**SET TASK**
Reproduce every line of the material below without changing anything.

════════════════

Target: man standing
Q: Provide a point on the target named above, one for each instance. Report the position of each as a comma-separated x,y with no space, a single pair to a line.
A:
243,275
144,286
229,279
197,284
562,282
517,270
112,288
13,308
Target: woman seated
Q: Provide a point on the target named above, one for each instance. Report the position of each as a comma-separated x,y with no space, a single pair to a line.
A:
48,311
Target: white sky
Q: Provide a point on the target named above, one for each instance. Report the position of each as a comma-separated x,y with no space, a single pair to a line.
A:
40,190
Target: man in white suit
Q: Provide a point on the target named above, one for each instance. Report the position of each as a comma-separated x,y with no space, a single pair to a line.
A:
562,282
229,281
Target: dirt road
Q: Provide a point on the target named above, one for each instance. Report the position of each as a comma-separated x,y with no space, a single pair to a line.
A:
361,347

════════════════

**SOLUTION**
Target: man standing
Q: Provide a point on the target named above, one for each instance. Report the position of each as a comma-separated x,y with no space, a single pair to a line.
A:
243,275
144,286
229,279
197,284
562,282
517,270
112,288
13,308
Target: woman seated
Q: Provide a point on the target named above, one for each instance. Report the position of each as a comma-separated x,y with no space, a single pair to a line.
A:
48,311
Target: white sky
Q: Provide a point on the target named above, one for each instance. Report the position of each as a comma-separated x,y with no space, a single pair to a line.
A:
40,190
Target: man in white suit
Q: Provide a point on the target named above, one for each instance. Report the position of each as a comma-separated x,y with no space, a single pair to a line.
A:
562,282
229,281
Target: dirt road
Q: Provide a point on the target named above, one for each instance. Report the position of each as a comma-separated x,y with no space, a single pair to a line.
A:
361,347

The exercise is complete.